TEXTE DE LECTURE

+++++

Grâce à une nouvelle technique utilisant la mobilité des ions dans un substrat de verre, des physiciens ont modifié la densité électronique des couches ultraminces d'un semi-conducteur, le disulfure de molybdène. Placé sur le substrat, celui-ci peut être transformé en métal et en supraconducteur à basse température.

Les semi-conducteurs permettent de réaliser des transistors car il est possible de les faire passer d'un état isolant à un état conducteur par la seule application d'un champ électrique extérieur. Si la structure électronique du graphène ne permet pas de réaliser ce type de basculement, un autre matériau bidimensionnel se révèle être le candidat idéal: le disulfure de molybdène, aux propriétés semi-conductrices. Les techniques actuelles de dopage électrostatique ne permettent pas toutefois de créer des densités de charge assez élevées pour induire une transition isolant-conducteur. Une équipe de physiciens de l'IMPMC (UPMC/CNRS/MNHN/IRD) vient d'inventer une nouvelle technique de dopage électrostatique qui met en jeu de très forts champs électrostatiques au niveau d'un échantillon de matériau bidimensionnel placé sur un substrat de verre, provoquant des changements de phases électroniques. Ces chercheurs ont ainsi observé la transition du disulfure de molybdène dans un état conducteur et même, à basse température, dans un état supraconducteur. Cette technique ouvre la voie à la production de conducteurs transparents et à une nouvelle technologie d'électronique sur verre. Ce travail est publié dans la revue Nature Communications. Une demande de brevet a par ailleurs été déposée.

Pour créer un champ électrique très intense dans le disulfure de molybdène, les chercheurs ont eu l'idée clé d'utiliser des ions dans une matrice de verre, plutôt que les électrons des plaques d'un condensateur, comme cela est le cas habituellement. A une température de quelques dizaines de degrés au-dessus de la température ambiante, les ions alcalins présents dans la plupart des verres communs deviennent mobiles et peuvent se déplacer sous l'effet d'un potentiel extérieur. Ce déplacement, de l'ordre de quelques nanomètres seulement, brise la neutralité électrique à la surface du substrat en créant une charge d'espace qui peut être gelée rapidement à la température ambiante. Dans leur expérience, les chercheurs ont déposé des échantillons de 2 à 11 nanomètres d'épaisseur de disulfure de molybdène sur des substrats de verre avec des contacts électriques permettant de mesurer leurs propriétés électroniques. Ils ont ensuite créé une charge d'espace à la surface du substrat de verre sous l'échantillon par la méthode décrite ci-dessus. La charge d'espace ainsi créée peut être jusqu'à deux ordres de grandeur plus forte que dans une configuration de condensateur, provoquant des changements dans les propriétés électroniques de l'échantillon de disulfure de molybdène.

+++++

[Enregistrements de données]
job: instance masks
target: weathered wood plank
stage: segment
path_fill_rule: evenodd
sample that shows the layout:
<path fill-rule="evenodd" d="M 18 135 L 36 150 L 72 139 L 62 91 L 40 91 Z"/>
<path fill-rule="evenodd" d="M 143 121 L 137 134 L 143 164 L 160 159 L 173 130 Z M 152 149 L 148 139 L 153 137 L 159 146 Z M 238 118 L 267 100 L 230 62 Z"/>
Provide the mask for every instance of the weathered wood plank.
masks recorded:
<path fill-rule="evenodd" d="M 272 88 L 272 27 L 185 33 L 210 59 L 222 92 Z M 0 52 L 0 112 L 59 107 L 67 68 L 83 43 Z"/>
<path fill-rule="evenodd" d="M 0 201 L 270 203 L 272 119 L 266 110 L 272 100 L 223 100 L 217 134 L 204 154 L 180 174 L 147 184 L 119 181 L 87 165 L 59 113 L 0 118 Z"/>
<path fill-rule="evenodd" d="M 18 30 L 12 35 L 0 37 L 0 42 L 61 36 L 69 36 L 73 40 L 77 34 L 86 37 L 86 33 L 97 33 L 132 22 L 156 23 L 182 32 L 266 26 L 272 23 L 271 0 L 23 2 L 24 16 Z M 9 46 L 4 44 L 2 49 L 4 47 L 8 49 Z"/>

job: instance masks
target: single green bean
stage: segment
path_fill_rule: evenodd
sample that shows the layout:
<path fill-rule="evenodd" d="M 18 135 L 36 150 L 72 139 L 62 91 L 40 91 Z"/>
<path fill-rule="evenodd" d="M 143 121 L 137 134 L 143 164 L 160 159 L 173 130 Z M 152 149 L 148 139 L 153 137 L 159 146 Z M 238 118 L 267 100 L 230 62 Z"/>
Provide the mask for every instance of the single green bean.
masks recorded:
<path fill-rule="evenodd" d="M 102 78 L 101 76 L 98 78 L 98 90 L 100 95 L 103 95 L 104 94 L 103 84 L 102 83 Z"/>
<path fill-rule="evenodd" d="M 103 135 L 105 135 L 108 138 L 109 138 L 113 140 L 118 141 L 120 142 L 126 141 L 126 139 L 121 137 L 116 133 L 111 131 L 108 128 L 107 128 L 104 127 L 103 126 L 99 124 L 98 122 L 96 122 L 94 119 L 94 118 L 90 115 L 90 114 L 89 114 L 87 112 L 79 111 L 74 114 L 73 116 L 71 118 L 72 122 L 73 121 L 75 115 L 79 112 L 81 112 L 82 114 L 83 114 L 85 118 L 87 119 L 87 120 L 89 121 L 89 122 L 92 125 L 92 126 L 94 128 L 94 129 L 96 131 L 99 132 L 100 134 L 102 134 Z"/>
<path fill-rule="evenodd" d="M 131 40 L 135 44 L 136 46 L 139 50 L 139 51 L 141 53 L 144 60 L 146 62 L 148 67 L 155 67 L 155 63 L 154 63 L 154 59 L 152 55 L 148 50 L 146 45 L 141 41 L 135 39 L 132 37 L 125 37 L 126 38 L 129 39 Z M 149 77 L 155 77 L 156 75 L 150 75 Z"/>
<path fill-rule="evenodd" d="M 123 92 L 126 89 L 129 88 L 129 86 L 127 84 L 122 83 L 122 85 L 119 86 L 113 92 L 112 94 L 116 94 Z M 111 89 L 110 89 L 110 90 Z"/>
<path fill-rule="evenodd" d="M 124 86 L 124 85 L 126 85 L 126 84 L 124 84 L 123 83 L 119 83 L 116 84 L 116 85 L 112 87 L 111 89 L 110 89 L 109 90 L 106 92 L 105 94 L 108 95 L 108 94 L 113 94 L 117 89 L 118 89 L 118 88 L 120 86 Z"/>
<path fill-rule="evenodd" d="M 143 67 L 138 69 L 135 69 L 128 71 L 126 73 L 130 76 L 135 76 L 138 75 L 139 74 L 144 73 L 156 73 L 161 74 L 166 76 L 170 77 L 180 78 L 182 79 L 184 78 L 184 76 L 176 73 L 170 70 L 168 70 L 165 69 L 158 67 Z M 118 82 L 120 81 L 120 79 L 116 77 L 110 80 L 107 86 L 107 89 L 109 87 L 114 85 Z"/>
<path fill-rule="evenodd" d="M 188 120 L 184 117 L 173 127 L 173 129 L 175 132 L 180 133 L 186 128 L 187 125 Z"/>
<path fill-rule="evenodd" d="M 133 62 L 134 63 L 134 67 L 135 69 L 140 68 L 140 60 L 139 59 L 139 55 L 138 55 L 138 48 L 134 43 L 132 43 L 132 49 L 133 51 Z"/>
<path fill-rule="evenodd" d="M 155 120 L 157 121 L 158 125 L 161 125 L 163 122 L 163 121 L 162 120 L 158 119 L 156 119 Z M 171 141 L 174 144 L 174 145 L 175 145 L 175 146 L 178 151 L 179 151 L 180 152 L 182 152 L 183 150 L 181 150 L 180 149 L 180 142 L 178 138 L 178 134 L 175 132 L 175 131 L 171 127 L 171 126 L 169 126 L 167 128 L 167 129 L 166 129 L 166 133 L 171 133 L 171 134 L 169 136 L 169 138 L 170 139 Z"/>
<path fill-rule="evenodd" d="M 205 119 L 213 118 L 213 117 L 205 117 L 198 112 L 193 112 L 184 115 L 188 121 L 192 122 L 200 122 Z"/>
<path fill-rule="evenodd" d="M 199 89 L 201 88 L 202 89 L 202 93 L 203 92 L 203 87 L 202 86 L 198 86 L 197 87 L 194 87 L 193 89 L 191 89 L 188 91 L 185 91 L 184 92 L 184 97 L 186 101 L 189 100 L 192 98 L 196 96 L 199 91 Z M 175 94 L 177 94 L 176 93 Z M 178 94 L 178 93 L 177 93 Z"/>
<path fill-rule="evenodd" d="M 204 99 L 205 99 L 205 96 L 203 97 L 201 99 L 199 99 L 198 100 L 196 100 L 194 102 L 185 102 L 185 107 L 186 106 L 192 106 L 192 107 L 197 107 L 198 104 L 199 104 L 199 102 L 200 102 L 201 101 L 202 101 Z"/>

+++++

TRAVAIL DEMANDÉ
(a) Répondez aux questions suivantes à l'aide du texte sur le disulfure de molybdène :
(i) Quelle était l'épaisseur des échantillons déposés sur les substrats de verre ?
(ii) Dans quelle revue ce travail est-il publié ?
(iii) De quel ordre est le déplacement des ions alcalins dans le verre ?
(b) Poursuivez le texte sur le disulfure de molybdène à partir de sa dernière phrase.

RÉPONSES ATTENDUES
(a)
(i) De 2 à 11 nanomètres.
(ii) Nature Communications.
(iii) Quelques nanomètres seulement.

(b)
Une transition vers un état métallique a été suivie par une transition supraconductrice à une température de 10 degrés Kelvin dans l'échantillon de 11 nanomètres et de 4 degrés Kelvin dans l'échantillon de 2 nanomètres. Ne comportant aucun risque de dégradation de l'échantillon, cette technique pourra être utilisée pour explorer les propriétés électroniques d'autres matériaux bidimensionnels.


(a) L'échantillon semi-conducteur est placé sur un substrat de verre et muni de contacts électriques. Un potentiel électrique peut être appliqué entre l'échantillon et la surface inférieure du substrat chauffé pour provoquer le déplacement des ions alcalins rendus mobiles par la température. Ce déplacement à la surface du substrat provoque soit un surcroît d'électrons dans l'échantillon bidimensionnel (voir schéma b), soit un déficit (voir schéma c), soit éventuellement un changement de phase électronique (voir schéma d).
Ces changements de phase peuvent être suivis en mesurant la résistance de l'échantillon en fonction de la température. La courbe rouge où la résistance augmente quand la température diminue présente un caractère semi-conducteur, la courbe verte avec la tendance inverse présente un caractère métallique et finalement la courbe bleue où il y a une diminution abrupte à très basse température présente un caractère supraconducteur.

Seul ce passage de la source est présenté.